# Things to do
A - Answer these questions about the forum thread on atomic floating point support:
(i) Since which CUDA architecture has atomicadd for floats been supported?
(ii) On an Intel CPU, about what share of run-time does the while(atomic_xchg()) line cost?
(iii) How many atomic operations per loop iteration does the variant of Igor Suhorukov use, and of what kind?
B - Please carry on the forum thread about atomic floating point support in OpenCL, starting after its last sentence.

Roadmap for atomic floating point support?

fangqq · December 3, 2018, 10:34am

Atomicadd for floats has been supported in CUDA since Fermi (circa 2010), but such feature still does not seem to be supported in the latest OpenCL specification. curious is this on the roadmap?

right now I am using the only known hack to get around this problem (via atomic_xchg)

github.com

fangq/mcxcl/blob/master/src/mcx_core.cl#L253-L257


      
          static float rand_uniform01(__private RandType t[RAND_BUF_LEN]) {
              return xorshift128p_nextf(t);
          }
          
          
static void xorshift128p_seed (__global uint* seed, __private RandType t[RAND_BUF_LEN]) {

but it gives me too much overhead on some processors - for example, for Intel CPU, this while(atomic_xchg()) line costs me about 25% of the run-time (in comparison, my CUDA equivalent version of this kernel shows less than 1% latency for atomicadd).

if there is no known timetable for this feature, are there evolved solution to do this with better efficiency?

Melirius · May 31, 2019, 8:18pm

A classic variant of Igor Suhorukov should be faster as it involves only one atomic_cmpxchg operation per loop iteration instead of two atomic_xchg. Guys from StreamHPC have their own variant and suggest that it is even faster, however in my code on AMD GPUs it is of the same performance. Sorry, I cannot include links normally.

http://streamhpc.com/blog/2016-02-09/atomic-operations-for-floats-in-opencl-improved

fangqq · May 31, 2019, 9:15pm

hi Melirius

thanks for the links. I just tested the two variants you suggested (the two versions on the streamhpc link, AtomicAdd_g_f and atomicAdd_g_f ), unfortunately, they performed quite poorly.

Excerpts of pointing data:

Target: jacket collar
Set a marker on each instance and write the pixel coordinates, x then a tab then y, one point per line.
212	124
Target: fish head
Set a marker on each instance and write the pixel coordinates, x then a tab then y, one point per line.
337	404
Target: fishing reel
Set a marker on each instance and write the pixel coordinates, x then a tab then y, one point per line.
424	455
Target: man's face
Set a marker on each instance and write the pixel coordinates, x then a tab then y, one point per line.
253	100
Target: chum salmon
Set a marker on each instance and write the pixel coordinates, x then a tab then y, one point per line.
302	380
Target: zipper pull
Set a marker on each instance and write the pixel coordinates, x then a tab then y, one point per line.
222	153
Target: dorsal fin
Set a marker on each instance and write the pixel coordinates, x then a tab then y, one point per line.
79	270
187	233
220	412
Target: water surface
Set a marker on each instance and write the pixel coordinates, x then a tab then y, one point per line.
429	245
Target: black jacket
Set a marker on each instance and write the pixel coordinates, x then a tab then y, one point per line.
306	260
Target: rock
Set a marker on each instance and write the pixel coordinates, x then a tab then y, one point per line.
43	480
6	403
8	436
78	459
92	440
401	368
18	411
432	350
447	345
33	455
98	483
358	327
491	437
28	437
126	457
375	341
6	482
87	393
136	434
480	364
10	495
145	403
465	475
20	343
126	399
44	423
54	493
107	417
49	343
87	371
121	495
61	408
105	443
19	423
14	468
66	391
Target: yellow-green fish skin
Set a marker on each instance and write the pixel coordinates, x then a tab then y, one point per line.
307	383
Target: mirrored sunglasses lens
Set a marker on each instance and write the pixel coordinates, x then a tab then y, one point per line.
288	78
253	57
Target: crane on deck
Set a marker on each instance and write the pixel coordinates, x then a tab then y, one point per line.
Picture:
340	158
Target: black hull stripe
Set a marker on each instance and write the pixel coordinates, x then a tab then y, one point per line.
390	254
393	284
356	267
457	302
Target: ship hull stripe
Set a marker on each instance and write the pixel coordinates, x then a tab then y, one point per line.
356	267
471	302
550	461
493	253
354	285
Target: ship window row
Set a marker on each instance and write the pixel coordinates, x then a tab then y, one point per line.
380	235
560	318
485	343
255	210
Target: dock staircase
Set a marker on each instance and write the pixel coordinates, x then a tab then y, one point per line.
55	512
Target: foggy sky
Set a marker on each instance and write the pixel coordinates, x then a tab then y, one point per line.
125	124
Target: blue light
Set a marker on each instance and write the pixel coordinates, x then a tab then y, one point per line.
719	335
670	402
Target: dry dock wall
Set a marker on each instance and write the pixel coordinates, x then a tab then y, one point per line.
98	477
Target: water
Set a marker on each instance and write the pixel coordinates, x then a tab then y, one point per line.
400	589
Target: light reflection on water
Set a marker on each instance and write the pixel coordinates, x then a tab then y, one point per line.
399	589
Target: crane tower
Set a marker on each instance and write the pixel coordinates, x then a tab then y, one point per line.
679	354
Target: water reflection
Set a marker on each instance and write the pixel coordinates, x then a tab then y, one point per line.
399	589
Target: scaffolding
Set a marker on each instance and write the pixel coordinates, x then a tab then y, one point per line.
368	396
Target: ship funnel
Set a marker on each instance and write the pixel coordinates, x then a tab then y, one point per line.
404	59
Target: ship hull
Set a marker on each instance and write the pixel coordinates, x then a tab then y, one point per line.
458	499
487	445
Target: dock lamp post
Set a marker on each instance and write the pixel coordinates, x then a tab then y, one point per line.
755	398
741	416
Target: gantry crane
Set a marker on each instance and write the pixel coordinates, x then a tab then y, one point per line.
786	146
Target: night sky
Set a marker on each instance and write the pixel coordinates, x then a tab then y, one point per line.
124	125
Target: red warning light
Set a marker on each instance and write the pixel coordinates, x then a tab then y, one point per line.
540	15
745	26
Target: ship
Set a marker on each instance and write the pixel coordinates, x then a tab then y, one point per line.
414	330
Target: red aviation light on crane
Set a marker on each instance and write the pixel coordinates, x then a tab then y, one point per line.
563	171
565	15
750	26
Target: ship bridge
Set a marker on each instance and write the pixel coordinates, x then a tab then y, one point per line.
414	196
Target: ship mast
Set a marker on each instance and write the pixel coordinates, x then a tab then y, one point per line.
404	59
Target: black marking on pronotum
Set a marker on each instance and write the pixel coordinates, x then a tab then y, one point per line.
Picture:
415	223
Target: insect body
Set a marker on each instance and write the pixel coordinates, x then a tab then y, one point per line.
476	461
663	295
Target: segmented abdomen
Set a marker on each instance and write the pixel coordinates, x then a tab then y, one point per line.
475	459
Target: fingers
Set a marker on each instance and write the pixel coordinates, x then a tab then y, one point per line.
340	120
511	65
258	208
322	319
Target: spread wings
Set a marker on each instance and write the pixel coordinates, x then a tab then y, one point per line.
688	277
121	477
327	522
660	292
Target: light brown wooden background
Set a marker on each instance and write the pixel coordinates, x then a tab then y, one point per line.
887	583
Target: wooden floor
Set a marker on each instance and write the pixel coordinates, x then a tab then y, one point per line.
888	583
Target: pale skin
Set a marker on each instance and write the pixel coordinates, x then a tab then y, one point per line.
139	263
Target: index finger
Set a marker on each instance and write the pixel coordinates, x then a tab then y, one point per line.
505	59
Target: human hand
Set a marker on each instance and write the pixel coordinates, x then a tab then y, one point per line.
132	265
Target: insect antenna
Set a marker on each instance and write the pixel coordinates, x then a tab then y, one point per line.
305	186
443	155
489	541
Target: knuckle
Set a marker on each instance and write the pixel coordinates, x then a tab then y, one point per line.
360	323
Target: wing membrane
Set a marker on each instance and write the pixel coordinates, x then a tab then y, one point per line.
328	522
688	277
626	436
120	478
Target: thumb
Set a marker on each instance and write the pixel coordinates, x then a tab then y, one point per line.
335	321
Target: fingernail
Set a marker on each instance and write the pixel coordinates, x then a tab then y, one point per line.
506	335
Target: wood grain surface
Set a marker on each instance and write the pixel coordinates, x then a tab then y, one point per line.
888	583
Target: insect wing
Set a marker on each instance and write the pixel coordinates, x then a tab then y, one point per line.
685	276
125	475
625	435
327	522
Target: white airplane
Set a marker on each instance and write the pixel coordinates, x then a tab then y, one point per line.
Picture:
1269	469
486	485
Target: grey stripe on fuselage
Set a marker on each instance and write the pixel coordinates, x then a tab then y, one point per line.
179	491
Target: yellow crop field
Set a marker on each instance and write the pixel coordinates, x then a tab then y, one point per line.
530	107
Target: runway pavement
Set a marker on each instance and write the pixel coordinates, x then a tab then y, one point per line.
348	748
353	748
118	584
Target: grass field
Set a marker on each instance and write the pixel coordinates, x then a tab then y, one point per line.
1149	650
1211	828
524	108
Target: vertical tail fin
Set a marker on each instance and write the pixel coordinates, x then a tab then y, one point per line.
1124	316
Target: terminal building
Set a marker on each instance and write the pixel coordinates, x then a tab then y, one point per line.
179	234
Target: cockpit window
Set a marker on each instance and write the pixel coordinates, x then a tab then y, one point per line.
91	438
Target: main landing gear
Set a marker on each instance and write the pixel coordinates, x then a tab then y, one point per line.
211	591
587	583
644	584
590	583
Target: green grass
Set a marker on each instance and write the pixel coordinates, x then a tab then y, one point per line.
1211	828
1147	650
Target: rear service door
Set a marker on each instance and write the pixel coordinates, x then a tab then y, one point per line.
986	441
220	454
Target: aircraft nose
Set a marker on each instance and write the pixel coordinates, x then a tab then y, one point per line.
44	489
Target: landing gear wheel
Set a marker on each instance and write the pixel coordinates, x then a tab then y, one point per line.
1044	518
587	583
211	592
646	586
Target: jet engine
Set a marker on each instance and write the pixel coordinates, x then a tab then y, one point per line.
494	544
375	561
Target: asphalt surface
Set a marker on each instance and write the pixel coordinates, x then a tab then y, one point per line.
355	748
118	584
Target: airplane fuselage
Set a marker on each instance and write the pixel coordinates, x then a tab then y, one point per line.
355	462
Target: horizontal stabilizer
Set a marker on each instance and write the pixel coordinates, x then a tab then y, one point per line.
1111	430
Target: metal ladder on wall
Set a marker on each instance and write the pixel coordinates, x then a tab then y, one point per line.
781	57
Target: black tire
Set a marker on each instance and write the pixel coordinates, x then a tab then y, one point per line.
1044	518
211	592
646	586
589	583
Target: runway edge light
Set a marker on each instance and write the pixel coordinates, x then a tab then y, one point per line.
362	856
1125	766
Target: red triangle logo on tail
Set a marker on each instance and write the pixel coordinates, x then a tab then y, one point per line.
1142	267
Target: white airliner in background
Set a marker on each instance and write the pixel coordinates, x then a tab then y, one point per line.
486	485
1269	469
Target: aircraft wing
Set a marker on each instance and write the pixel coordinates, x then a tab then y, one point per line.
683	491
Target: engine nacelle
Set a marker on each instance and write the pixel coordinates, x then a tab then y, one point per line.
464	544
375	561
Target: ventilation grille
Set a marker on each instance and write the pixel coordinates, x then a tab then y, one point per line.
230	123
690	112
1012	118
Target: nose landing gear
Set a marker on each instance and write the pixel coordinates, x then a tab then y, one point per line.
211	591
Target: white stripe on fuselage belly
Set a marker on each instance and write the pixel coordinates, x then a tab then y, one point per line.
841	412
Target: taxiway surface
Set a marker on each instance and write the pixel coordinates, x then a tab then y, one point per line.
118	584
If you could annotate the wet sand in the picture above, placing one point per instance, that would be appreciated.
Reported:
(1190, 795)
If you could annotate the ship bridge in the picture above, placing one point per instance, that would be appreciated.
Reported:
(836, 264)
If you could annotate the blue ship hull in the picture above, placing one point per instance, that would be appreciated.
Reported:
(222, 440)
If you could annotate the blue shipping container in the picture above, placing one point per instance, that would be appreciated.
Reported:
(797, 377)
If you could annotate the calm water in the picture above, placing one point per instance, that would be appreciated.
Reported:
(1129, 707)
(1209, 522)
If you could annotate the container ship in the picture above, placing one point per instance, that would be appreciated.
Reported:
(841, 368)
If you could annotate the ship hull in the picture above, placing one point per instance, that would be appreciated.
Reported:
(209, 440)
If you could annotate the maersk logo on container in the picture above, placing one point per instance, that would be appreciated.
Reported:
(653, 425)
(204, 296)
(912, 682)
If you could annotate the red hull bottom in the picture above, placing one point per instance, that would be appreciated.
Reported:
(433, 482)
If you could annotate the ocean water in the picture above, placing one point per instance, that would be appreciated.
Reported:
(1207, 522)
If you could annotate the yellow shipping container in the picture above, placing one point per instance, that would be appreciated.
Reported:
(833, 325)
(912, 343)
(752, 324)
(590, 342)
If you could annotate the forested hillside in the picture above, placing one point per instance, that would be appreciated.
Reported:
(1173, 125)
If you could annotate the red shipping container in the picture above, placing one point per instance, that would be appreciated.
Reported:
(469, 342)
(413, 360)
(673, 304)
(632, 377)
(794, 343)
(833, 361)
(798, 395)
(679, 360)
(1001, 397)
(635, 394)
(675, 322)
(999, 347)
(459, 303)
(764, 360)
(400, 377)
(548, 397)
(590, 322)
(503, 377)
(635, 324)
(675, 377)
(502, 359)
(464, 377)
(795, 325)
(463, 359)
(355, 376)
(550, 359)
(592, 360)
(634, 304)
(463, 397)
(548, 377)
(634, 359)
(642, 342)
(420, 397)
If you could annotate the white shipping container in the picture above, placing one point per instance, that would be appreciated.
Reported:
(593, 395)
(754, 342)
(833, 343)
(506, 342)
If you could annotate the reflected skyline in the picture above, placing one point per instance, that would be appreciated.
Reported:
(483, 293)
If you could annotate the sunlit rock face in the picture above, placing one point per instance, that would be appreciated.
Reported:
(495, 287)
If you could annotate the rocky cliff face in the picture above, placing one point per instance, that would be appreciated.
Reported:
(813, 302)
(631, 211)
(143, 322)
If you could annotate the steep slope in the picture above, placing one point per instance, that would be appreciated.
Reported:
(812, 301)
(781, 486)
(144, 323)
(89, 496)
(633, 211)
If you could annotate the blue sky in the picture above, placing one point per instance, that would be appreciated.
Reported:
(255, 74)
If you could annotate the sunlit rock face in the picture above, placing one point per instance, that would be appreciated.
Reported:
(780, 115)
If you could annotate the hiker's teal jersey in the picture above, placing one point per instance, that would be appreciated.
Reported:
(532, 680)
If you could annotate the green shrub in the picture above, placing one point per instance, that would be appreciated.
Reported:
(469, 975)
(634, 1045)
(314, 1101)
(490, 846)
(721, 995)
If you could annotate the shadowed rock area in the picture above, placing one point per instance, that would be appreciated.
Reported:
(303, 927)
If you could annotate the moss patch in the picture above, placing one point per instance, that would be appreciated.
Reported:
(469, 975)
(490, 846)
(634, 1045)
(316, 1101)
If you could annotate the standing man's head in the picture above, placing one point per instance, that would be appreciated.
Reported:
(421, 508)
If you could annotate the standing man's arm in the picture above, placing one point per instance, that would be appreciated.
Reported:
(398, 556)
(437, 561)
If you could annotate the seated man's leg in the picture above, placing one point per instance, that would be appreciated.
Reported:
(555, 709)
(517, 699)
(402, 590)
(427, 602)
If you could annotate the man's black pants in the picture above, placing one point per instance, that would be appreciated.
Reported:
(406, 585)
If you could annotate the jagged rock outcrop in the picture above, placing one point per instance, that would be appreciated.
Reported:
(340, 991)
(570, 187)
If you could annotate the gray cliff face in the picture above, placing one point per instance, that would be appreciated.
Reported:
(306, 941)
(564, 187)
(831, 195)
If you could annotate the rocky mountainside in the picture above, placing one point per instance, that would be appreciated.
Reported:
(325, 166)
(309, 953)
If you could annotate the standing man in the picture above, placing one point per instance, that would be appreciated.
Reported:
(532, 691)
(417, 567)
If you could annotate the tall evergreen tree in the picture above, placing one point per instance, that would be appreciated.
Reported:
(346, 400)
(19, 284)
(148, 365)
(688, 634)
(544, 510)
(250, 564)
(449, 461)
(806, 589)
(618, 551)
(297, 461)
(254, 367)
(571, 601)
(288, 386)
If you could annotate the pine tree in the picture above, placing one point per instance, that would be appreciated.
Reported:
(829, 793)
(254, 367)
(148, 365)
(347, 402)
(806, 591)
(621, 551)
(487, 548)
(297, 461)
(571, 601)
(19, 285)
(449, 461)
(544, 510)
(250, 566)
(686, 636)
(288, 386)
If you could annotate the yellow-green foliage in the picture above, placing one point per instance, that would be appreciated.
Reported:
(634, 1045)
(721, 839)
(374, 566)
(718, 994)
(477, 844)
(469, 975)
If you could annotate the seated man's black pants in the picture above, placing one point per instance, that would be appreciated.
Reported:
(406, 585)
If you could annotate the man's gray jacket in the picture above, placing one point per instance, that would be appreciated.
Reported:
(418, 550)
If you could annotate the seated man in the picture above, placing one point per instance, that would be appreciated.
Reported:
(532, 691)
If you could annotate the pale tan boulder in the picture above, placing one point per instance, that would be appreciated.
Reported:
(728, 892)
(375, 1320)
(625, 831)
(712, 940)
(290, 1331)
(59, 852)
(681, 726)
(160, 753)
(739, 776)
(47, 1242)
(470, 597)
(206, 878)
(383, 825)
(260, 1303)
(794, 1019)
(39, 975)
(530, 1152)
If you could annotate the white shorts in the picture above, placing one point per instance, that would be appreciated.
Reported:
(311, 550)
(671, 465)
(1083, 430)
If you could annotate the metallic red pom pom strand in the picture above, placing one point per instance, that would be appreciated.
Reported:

# Answers provided
A -
(i) Fermi, circa 2010.
(ii) About 25%.
(iii) One atomic_cmpxchg operation, instead of two atomic_xchg.

B -
In fact, on the AMD GPU (Vega II, ROCm 2.4 driver), the 2nd variant ( atomicAdd_g_f ) produced a speed that is about 1/7 of the speed compared to the version currently in my code [1] with 2x atomic_xchg,

the first version ( AtomicAdd_g_f ) is faster, produced about 1/3 of the speed on the Vega II. The performance on NVIDIA GPU is even worse - on my TitanV GPU, the speed drop from 35803.80 photon/ms to 681.49 photon/ms, a 52x slow down !

Both tests were run on Linux host (Ubuntu 16.04) with the update to date driver. I was a bit surprised how much this single function can change the performance so dramatically.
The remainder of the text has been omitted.